(STUDY TEXT Opens)

The history of Angostura bitters
Angostura has revolutionary origins. In 1824, Johann Gottlieb Benjamin Siegert, a German-born doctor living in Angostura, Venezuela, created the tincture as an elixir for soldiers that served in Simón Bolívar’s armies. By 1850, he was exporting his concoction to the Caribbean, United States, and England.
In the U.S., early 20th-century laws prohibited producers from using words like “cure” on the labels of boozy creations. As a result, Angostura pivoted away from wellness and toward the cocktail bar. It became a key component in pre-Prohibition recipes like the Manhattan and Old Fashioned, many of which were codified in the 1930 Savoy Cocktail Book. After Prohibition, Angostura was embraced during the mid-century “tiki” movement, buoyed by increased access to rum due to FDR-era trade deals with Latin America and the Caribbean.
Angostura bitters remained in circulation throughout the 20th century, but interest surged in tandem with the burgeoning cocktail renaissance of the late 1990s and early 2000s. According to Drinks International, Angostura has been the top-selling bitters brand worldwide since 2018.
What’s in Peychaud’s bitters?
Peychaud’s bitters has a bright-red color and has a 35% ABV. Ingredients include gentian root, cloves, anise, nutmeg, and cinnamon.
Peychaud’s has anise aromas and flavors, with less noticeable bitterness than Angostura. “Think dark cherries and aromatic anise with a touch of citrus, clove, and licorice root,” says Minaya, who finds it similar to absinthe, “minus the wormwood [or] heavier anise.”
Food & Wine / SAZERAC CO, INC.
How to use Peychaud’s bitters
Peychaud’s bitters is often used to complement anise-forward ingredients like absinthe, or to soften the edges of spicy rye. It highlights the herbaceousness of the liqueur in the New Orleans classic À La Louisiane, and it brings wintry flavors to a lower-proof Spiced Pear Spritz.
“[Peychaud’s] uniquely anise-driven profile makes [it] irreplaceable in some of these classics,” says Liz Kelly, lead bartender at Cure in New Orleans. “[Its] high tone plays perfectly with rye whiskey, bringing definition and brightness.”
Peychaud’s bitters is also excellent in conjunction with Angostura with spirit-forward classics like the Vieux Carré and Sazerac.
While some bartenders argue that Angostura is more versatile, for Kelly, Peychaud’s is non-negotiable. “Peychaud’s [is] a quintessential New Orleans ingredient,” she says. “A Sazerac would just not be the same without Peychaud’s.”

(STUDY TEXT Closes)

▸ **WHAT THE EXERCISE ASKS**
Extend the article on Angostura and Peychaud's bitters, picking up right after its final sentence.

(SOURCE MATERIAL Opens)

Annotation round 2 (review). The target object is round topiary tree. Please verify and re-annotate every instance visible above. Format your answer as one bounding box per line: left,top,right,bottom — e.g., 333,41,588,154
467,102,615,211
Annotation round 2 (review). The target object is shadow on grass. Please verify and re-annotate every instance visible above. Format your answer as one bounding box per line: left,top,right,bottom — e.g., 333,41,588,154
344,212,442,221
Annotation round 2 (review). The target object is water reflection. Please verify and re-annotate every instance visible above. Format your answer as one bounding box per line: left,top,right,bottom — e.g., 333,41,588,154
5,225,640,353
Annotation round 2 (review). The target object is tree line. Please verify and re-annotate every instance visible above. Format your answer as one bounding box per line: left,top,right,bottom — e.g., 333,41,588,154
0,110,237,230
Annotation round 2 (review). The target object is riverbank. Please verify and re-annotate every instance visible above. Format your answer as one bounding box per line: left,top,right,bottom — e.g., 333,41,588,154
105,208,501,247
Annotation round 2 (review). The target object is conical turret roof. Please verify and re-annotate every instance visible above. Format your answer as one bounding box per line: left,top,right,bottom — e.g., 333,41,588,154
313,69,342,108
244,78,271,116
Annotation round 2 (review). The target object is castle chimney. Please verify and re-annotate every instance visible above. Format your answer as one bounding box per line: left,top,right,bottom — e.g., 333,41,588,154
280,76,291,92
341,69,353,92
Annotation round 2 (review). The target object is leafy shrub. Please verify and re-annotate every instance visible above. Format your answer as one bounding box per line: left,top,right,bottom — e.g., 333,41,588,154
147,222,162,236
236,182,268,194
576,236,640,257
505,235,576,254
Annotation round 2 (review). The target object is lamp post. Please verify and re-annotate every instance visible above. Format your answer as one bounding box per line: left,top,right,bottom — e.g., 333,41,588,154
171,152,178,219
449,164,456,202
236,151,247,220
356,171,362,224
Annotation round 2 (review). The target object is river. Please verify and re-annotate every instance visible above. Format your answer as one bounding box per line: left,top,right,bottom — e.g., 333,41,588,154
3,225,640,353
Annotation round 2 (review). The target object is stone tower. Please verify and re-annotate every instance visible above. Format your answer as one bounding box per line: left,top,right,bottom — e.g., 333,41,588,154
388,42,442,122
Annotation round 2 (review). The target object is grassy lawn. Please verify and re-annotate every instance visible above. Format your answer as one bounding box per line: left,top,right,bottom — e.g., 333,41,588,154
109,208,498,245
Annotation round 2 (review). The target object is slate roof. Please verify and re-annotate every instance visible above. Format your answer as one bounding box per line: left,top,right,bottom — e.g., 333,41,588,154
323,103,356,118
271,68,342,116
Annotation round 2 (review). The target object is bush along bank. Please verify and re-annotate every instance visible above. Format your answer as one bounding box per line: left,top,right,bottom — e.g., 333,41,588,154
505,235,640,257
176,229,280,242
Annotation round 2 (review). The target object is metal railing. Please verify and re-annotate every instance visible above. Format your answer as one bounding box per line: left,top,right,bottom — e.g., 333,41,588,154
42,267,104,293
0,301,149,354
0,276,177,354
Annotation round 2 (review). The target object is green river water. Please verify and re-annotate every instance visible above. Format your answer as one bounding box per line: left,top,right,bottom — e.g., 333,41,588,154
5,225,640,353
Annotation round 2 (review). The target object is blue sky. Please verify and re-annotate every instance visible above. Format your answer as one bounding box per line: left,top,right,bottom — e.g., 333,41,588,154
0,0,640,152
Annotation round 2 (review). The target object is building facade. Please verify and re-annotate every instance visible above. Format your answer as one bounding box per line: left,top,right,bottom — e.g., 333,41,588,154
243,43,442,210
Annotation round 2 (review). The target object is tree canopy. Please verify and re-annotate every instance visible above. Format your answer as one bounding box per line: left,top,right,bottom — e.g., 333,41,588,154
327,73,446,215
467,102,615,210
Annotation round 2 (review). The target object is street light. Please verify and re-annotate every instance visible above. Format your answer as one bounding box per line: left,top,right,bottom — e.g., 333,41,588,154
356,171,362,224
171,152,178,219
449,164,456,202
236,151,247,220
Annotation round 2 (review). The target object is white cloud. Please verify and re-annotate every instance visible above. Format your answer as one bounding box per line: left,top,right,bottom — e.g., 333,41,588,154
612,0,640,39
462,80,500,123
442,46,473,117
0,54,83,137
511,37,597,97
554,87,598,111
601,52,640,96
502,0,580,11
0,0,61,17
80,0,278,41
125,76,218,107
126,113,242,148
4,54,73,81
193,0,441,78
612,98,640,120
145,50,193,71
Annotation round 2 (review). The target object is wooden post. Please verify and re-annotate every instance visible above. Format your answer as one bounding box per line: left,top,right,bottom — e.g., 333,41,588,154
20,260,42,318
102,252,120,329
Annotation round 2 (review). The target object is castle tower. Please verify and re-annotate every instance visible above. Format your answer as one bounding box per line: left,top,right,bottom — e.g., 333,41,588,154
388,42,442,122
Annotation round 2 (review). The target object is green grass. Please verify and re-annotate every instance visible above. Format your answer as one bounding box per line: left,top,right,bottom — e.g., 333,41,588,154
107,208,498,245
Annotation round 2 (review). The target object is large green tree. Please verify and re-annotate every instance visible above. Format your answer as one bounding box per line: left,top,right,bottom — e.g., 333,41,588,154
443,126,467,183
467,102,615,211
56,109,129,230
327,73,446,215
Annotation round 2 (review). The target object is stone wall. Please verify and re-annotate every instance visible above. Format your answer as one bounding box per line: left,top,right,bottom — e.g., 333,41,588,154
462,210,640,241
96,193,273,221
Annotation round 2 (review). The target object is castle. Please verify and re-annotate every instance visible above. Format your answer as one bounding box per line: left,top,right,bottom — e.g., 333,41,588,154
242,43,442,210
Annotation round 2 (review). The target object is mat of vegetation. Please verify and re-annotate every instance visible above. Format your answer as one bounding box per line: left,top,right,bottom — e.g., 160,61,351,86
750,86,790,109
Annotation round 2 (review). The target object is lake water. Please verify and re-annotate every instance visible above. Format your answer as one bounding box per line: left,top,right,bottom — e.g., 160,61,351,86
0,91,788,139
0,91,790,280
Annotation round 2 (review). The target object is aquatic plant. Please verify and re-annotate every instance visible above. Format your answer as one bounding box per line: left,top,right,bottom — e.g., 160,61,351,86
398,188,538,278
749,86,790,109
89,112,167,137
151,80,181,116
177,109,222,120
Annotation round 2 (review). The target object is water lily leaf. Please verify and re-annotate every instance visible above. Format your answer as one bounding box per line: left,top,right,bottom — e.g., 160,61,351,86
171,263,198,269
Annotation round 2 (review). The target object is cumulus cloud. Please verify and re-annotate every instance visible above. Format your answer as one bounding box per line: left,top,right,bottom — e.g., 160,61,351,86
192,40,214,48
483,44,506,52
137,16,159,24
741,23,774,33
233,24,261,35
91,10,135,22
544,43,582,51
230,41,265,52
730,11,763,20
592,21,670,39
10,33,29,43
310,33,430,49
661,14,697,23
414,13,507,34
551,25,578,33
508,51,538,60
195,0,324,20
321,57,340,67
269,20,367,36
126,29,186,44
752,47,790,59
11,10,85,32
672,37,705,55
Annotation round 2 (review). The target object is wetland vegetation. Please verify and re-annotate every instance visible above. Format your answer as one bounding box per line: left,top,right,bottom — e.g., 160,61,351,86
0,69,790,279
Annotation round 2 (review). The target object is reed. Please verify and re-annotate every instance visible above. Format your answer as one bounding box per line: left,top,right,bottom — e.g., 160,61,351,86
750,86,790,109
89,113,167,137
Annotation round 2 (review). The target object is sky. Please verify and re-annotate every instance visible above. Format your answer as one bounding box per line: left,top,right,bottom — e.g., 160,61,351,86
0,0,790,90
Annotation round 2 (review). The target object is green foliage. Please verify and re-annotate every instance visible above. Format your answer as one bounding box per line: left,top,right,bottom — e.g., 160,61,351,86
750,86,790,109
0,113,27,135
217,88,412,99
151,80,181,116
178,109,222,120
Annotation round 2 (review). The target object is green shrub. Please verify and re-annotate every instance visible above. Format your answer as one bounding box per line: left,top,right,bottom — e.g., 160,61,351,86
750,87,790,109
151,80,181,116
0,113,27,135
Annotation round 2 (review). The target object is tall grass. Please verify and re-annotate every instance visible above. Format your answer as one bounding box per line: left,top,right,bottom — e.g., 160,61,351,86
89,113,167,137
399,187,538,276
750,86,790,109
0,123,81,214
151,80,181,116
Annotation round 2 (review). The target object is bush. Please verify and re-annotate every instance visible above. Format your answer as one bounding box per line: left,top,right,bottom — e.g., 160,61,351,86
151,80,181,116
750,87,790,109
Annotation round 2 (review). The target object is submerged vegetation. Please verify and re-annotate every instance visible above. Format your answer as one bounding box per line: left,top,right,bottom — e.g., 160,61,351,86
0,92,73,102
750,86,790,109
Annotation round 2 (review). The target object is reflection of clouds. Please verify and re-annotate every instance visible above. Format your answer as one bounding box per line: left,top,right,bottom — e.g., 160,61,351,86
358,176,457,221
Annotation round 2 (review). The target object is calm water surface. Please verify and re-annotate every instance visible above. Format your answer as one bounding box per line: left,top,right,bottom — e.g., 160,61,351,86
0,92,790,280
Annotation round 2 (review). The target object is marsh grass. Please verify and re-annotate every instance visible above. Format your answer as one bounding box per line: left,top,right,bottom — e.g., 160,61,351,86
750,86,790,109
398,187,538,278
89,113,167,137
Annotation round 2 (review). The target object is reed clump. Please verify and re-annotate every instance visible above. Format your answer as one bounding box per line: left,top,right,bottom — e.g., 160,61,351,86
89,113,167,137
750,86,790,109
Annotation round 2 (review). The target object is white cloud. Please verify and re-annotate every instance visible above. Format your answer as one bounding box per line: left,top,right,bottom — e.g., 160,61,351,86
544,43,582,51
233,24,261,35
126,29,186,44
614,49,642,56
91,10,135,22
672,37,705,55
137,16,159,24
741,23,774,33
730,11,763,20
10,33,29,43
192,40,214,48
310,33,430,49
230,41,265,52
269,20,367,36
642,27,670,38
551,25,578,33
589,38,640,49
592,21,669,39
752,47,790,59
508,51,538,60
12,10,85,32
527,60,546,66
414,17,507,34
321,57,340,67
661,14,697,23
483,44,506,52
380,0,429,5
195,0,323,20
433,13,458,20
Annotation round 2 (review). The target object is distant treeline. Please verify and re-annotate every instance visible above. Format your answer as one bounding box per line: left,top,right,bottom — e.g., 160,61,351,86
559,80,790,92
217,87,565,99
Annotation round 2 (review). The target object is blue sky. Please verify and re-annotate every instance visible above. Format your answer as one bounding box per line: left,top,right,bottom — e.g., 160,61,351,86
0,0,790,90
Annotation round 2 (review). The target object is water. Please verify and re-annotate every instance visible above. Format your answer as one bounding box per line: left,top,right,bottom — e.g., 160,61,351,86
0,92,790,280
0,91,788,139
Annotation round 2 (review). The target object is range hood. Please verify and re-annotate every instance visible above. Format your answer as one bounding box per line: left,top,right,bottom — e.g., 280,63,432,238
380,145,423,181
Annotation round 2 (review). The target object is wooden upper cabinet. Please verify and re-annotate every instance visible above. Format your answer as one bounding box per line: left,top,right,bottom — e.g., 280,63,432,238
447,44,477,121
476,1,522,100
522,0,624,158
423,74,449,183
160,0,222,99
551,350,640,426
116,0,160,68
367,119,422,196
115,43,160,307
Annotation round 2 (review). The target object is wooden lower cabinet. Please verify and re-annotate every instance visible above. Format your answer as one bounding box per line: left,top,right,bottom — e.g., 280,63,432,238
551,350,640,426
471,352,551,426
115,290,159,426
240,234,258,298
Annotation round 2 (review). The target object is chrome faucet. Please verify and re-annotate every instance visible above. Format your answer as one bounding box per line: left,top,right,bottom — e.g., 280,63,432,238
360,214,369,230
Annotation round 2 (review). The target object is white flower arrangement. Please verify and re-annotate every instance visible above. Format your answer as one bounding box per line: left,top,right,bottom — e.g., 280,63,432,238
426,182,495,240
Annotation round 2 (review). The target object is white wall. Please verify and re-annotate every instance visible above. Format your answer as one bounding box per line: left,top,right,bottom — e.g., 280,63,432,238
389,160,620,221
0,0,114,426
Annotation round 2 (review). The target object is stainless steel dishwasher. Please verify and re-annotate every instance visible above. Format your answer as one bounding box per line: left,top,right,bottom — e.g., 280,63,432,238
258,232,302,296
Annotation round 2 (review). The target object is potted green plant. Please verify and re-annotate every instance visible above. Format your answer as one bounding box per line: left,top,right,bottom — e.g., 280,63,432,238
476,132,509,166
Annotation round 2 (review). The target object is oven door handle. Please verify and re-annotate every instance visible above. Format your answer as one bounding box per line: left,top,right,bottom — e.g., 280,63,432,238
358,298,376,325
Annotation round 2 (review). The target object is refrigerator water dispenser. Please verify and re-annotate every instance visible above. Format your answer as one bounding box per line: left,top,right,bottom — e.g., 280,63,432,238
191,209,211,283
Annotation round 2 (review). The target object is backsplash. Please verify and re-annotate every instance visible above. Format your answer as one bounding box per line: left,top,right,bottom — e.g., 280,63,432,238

(SOURCE MATERIAL Closes)

▸ **EXERCISE OUTPUT**
Peychaud’s bitters fast facts
- Peychaud’s has an anise-forward flavor and is noticeably less bitter than Angostura.
- It is heavily associated with New Orleans, and used in classic cocktails like the Sazerac and Vieux Carré (in tandem with Angostura bitters), as well as the À La Louisane.
- It is often used to soften the spiciness of rye whiskey, or to complement anise spirits like absinthe.
- It has a 35% ABV.
The history of Peychaud’s bitters
Another medicinal elixir-turned-cocktail ingredient, Peychaud’s hails from New Orleans. In 1834, Antoine Amédée Peychaud, a pharmacist born in what’s now Haiti, opened a French Quarter storefront. He began to bottle a tincture that would later become his bitters sometime between 1849 and 1857.
Called “American Aromatic Bitter Cordial,” Peychaud’s was marketed as a tonic, but it was also enjoyed recreationally with brandy and other spirits. As legend has it, when locals began to mix Peychaud’s with spirits, they created the now-classic Sazerac cocktail. In a 1857 advertisement in the now-defunct New Orleans Bee newspaper, Peychaud noted that his bitters could be found at an array of city bars, which included the nearby Sazerac House.
In 1868, Peychaud sold his French Quarter storefront and licensed his recipe to several pharmacists, including Thomas Handy, proprietor of the Sazerac House at the time. A company called L.E. Jung eventually acquired national distribution rights, and it bottled and sold Peychaud’s bitters until the 1940s. In 1970, the New Orleans-based Sazerac Co. acquired the rights, which cemented Peychaud’s ties to the city of its origin.